Entries –
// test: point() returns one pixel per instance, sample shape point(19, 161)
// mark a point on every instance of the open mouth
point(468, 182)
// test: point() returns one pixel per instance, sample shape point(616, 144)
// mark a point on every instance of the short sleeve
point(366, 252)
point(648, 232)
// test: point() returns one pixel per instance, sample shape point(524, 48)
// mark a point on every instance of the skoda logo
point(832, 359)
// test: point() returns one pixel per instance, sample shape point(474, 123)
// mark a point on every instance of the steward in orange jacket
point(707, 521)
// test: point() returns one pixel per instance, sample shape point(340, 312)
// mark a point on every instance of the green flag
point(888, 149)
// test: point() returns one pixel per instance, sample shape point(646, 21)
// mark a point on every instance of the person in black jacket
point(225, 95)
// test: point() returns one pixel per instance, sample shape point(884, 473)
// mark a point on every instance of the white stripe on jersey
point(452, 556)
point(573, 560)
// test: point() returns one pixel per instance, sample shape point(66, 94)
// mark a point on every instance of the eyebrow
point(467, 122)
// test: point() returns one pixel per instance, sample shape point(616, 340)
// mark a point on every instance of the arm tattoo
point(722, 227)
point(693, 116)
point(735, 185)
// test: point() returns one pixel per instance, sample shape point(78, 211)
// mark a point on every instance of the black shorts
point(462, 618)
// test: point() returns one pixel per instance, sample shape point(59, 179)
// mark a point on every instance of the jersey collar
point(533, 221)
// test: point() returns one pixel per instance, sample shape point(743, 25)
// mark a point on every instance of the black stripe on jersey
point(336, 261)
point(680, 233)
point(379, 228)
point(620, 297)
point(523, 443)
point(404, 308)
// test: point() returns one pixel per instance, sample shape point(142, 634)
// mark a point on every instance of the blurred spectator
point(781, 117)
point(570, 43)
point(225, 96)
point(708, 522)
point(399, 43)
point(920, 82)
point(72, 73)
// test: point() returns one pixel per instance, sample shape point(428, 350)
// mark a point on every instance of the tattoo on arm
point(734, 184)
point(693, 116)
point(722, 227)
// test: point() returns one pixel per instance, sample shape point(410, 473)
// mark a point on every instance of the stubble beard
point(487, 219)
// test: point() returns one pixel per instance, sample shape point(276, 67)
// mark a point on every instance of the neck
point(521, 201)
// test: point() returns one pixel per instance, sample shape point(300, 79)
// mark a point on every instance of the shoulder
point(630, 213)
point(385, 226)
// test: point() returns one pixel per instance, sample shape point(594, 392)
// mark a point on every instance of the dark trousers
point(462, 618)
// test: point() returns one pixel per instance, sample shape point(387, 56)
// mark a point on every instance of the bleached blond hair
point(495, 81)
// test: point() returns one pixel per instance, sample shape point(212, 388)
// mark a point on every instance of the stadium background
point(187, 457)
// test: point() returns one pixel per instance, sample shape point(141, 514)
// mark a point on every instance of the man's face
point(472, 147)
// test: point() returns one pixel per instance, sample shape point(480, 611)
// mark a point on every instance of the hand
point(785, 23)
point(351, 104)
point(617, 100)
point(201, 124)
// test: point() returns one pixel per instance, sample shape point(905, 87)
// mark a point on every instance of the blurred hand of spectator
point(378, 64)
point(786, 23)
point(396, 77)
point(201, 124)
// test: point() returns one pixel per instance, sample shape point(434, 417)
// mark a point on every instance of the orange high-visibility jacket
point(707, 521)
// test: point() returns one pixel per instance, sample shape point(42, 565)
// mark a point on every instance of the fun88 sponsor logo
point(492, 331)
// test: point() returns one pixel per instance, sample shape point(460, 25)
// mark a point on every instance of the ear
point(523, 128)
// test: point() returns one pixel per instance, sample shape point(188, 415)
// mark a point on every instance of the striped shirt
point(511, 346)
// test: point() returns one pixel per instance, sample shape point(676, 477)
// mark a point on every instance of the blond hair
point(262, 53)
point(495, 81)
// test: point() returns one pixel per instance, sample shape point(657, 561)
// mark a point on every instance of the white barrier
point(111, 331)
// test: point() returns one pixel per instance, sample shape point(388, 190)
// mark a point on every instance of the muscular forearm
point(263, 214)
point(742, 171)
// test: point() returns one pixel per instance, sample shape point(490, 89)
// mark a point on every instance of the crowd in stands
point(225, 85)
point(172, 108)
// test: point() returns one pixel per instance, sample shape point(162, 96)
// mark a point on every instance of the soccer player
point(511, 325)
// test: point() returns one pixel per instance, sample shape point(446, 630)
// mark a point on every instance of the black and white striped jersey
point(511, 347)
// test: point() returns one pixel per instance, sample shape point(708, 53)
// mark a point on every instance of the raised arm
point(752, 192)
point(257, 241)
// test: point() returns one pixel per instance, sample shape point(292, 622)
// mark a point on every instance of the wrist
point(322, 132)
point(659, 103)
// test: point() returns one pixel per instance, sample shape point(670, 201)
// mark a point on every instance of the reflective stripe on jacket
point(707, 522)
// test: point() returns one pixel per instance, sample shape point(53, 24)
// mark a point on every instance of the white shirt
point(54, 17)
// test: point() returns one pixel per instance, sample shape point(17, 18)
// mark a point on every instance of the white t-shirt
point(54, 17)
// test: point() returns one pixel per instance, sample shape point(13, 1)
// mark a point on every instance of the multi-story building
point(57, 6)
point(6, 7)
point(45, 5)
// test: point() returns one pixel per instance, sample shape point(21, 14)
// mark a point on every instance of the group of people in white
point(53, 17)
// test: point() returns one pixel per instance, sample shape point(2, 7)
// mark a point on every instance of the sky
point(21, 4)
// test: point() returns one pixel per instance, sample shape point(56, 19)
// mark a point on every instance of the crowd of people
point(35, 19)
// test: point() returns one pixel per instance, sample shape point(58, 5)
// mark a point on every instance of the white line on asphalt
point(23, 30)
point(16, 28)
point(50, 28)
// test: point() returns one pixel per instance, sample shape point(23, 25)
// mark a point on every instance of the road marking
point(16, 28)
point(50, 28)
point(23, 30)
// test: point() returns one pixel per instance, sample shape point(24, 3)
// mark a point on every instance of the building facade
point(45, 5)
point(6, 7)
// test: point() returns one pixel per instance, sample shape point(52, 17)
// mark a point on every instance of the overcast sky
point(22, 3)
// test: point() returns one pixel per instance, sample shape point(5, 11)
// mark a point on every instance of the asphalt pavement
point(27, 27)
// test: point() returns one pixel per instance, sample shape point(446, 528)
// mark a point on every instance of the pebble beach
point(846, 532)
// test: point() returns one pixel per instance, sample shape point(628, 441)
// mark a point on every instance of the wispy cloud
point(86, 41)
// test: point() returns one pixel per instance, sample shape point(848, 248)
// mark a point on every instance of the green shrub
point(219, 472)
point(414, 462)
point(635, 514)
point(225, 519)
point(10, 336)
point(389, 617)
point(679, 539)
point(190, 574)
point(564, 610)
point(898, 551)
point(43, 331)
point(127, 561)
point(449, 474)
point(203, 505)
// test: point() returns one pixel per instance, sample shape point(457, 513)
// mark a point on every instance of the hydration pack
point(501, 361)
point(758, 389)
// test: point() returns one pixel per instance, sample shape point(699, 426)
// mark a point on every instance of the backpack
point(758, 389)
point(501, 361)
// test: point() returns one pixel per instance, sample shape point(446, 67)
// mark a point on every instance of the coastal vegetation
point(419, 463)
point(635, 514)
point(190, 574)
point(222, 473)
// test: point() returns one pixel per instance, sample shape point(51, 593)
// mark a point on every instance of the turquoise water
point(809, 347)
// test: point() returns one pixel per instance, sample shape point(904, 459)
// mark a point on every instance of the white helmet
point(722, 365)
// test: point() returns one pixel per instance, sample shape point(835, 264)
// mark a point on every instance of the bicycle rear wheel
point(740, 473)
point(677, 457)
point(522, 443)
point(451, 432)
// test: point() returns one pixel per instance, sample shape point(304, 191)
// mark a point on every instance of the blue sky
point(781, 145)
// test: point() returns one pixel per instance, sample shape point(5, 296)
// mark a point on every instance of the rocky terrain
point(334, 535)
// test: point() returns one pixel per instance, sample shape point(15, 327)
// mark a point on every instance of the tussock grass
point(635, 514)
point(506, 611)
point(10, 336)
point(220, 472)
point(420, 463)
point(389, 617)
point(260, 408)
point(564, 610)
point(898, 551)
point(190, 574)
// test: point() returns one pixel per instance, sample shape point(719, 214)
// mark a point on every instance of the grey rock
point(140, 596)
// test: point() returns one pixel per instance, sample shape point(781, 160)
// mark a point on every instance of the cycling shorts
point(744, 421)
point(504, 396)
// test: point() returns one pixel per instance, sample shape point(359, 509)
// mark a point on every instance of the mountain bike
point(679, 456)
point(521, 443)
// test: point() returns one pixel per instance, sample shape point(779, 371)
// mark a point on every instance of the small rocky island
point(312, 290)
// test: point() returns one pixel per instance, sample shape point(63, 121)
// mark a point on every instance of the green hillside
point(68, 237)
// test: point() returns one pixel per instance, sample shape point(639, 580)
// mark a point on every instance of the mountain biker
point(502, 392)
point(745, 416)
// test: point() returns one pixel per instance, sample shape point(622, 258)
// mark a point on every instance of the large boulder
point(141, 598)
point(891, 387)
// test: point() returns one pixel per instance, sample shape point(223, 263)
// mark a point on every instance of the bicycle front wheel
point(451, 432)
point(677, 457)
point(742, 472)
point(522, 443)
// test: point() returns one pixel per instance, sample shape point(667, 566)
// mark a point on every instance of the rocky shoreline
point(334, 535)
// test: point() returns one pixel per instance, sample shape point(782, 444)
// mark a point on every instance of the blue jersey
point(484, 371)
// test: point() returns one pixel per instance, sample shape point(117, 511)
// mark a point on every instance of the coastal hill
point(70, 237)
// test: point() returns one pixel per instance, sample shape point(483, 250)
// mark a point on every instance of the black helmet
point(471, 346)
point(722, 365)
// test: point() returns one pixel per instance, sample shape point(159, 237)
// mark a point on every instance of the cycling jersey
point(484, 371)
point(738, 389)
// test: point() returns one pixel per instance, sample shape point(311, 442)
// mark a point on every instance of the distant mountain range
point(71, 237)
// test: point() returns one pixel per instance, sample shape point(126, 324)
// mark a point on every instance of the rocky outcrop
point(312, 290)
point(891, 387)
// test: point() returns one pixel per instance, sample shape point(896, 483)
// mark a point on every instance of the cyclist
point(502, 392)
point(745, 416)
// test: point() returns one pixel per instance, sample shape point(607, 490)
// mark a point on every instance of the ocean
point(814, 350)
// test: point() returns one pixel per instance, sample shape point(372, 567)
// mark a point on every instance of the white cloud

Exercise objective – Copy out the entries between the lines holding "shape point(699, 426)" and "point(809, 347)", inclusive, swapping "backpack" for "rucksack" and leaving everything else unchanged.

Finished task –
// test: point() returns one pixel per instance, sample shape point(699, 426)
// mark a point on every instance of the rucksack
point(758, 389)
point(501, 361)
// test: point() returns one pixel per instance, sample shape point(446, 67)
// mark a point on every instance of the coastal vegetation
point(419, 463)
point(635, 514)
point(190, 574)
point(222, 473)
// test: point() returns one pixel per instance, sample shape point(51, 593)
// mark a point on every instance of the turquoise water
point(809, 347)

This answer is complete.